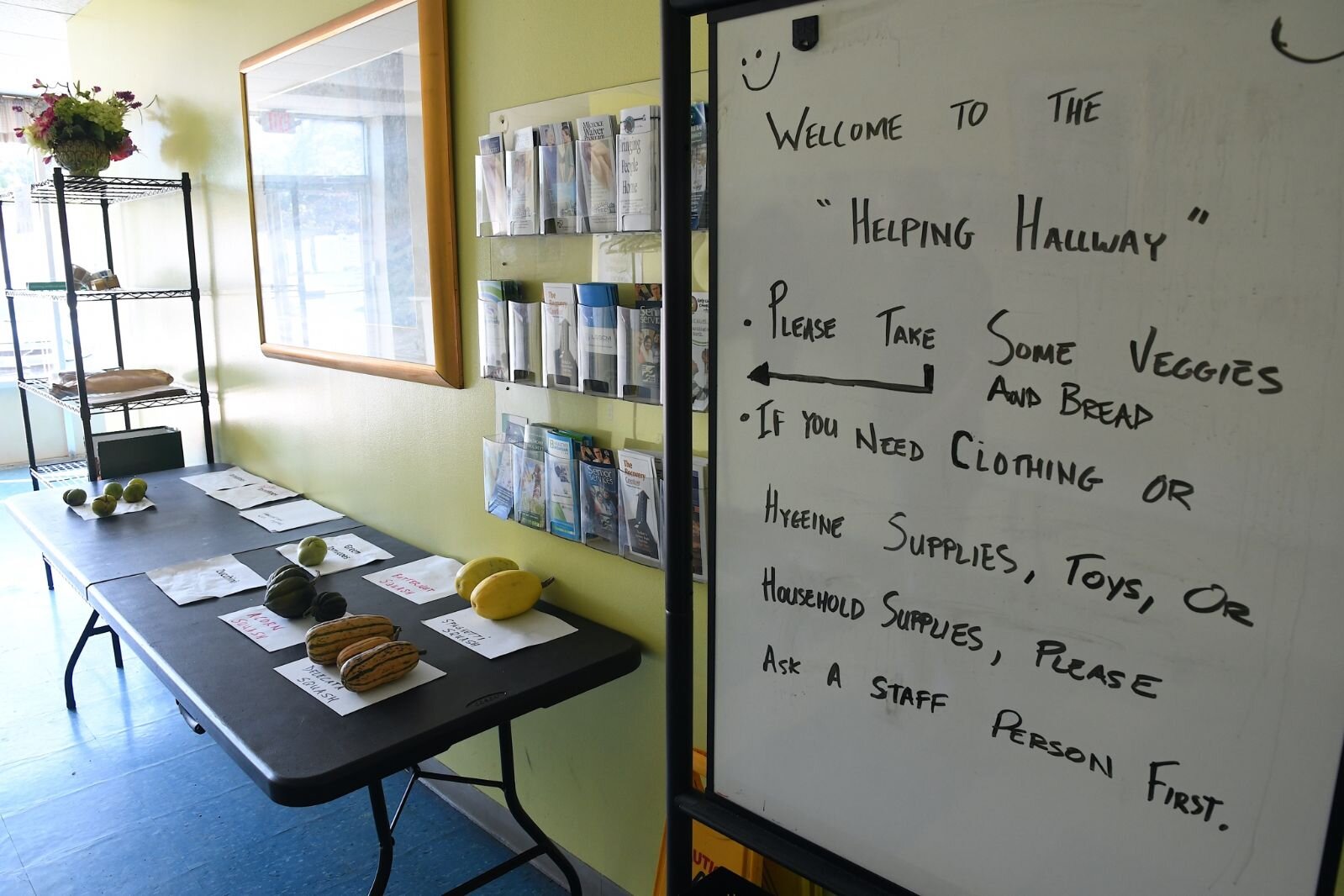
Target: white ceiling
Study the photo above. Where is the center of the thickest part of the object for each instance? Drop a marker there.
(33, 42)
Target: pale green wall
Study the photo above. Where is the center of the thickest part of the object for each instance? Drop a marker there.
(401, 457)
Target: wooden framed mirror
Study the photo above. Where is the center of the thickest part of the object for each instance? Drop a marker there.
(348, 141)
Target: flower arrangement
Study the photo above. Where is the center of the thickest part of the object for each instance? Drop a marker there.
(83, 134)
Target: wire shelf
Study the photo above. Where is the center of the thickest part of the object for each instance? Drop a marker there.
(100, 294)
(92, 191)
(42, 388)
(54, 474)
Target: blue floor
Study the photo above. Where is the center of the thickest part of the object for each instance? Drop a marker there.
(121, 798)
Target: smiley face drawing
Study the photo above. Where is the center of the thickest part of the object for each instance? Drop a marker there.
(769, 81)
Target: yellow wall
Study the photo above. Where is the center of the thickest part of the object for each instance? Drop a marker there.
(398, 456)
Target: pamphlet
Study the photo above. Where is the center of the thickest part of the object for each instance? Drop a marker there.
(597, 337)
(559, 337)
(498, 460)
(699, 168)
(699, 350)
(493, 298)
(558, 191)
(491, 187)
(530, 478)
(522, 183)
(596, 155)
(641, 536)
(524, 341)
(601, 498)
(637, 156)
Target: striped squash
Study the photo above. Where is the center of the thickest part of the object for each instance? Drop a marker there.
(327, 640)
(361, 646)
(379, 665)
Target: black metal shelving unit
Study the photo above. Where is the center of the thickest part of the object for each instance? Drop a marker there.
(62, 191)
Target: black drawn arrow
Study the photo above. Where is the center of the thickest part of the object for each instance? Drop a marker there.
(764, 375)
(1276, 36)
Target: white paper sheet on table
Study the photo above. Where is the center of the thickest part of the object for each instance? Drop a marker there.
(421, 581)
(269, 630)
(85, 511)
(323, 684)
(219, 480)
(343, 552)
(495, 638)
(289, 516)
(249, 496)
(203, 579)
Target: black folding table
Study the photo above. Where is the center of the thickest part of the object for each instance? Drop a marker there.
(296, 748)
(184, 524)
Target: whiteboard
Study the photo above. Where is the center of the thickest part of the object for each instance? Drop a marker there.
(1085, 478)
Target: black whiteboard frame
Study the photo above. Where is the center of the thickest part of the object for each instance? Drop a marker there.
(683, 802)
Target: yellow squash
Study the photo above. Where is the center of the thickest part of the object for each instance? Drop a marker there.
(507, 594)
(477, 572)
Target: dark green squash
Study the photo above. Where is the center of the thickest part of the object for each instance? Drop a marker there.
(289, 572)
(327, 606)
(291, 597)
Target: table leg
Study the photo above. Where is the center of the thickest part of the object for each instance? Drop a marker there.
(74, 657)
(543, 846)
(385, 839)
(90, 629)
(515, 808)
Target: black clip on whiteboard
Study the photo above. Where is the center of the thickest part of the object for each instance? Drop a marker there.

• • • • •

→ Exercise task
Reproduce the entries above word for word. Pictures stay out.

→ Full output
Target: white ceiling
Study the photo above. Where is the center of the thickest part of the object for each instance? Drop a marker there.
(33, 42)
Target: pale green wall
Study the photo above. Where is the center of the thickest part of the object for each instance? Drop a marker there.
(401, 457)
Target: wooden framed mirror
Study the photo above. Where is the center of the thickest part of the object for each instance? Drop a marker there.
(348, 141)
Target: flower arrangement
Study the photo above. Where is the center of the thickest part of the object for each instance? Drop a marker there.
(83, 134)
Target: wire shelf
Study the photo above. Where is the center of the thickest part of the object for each instance? Drop a marker there.
(100, 294)
(92, 191)
(42, 388)
(54, 474)
Target: blue floor
Study the photo above. Where is the center of the thickest part of the object for each instance? Drop a marker there.
(121, 798)
Target: smiley face drawing
Study the photo above. Where is the center of the thickest part of the object for each instance? Drop a marker there.
(769, 81)
Target: yellow wall
Study the photo above. Where is the center of the thickest part of the object for each instance? Drop a marker there.
(398, 456)
Target: pamphlet
Study the photo above. Where is the center of the thickest part of the object for each instance? Drop a marker there.
(597, 337)
(559, 337)
(498, 460)
(699, 168)
(699, 350)
(493, 298)
(558, 191)
(491, 187)
(530, 478)
(522, 183)
(596, 155)
(641, 536)
(524, 341)
(601, 498)
(637, 156)
Target: striped squash
Study the photo above. Where is the center of the thickest part of the object for each instance? Drop a marker there.
(327, 640)
(361, 646)
(379, 665)
Target: black metal shelving unit
Study the photo above. Where is the center of the thickest part of the object for each instance? Drop a marker there.
(62, 191)
Target: black drawn arrow
Study the photo above. Where is the center of the thickest part of the object for each instance? Drop a marker there.
(764, 375)
(1276, 36)
Target: white paper sheet on table
Study the photo above. Where is the center of the thickest part of the object for each instance? Drop a marker there.
(421, 581)
(269, 630)
(85, 511)
(323, 684)
(219, 480)
(343, 552)
(495, 638)
(289, 516)
(249, 496)
(203, 579)
Target: black folding table
Study the photo above. Where is the center of the thickest part of the object for each instance? Drop a marker there.
(296, 748)
(184, 524)
Target: whiteboard
Study the photo above. Where is the center of the thickest part of the object for each instance? Drop a marker there.
(1085, 478)
Target: black whiteboard frame
Study the photo above. Where is the center of the thickest part of the object for each instance? Drop a marker there.
(683, 802)
Target: yellow squash
Study the photo above. Where is the center of the thickest part of the object for each instance? Drop a marker there.
(507, 594)
(477, 572)
Target: dark green squash
Study the photo above. Where is the center of the thickest part of the object for each instance? Drop a marker there.
(289, 572)
(327, 606)
(291, 597)
Target: table leg
Study the photo above. Where is the center of the thickest part of the object for each instance? Drop a marker there.
(74, 657)
(543, 846)
(385, 839)
(90, 629)
(515, 808)
Target: black clip on whiteboard
Study the photo above. Where is the center of the thickest part of the object for each instance? Drop a marker there.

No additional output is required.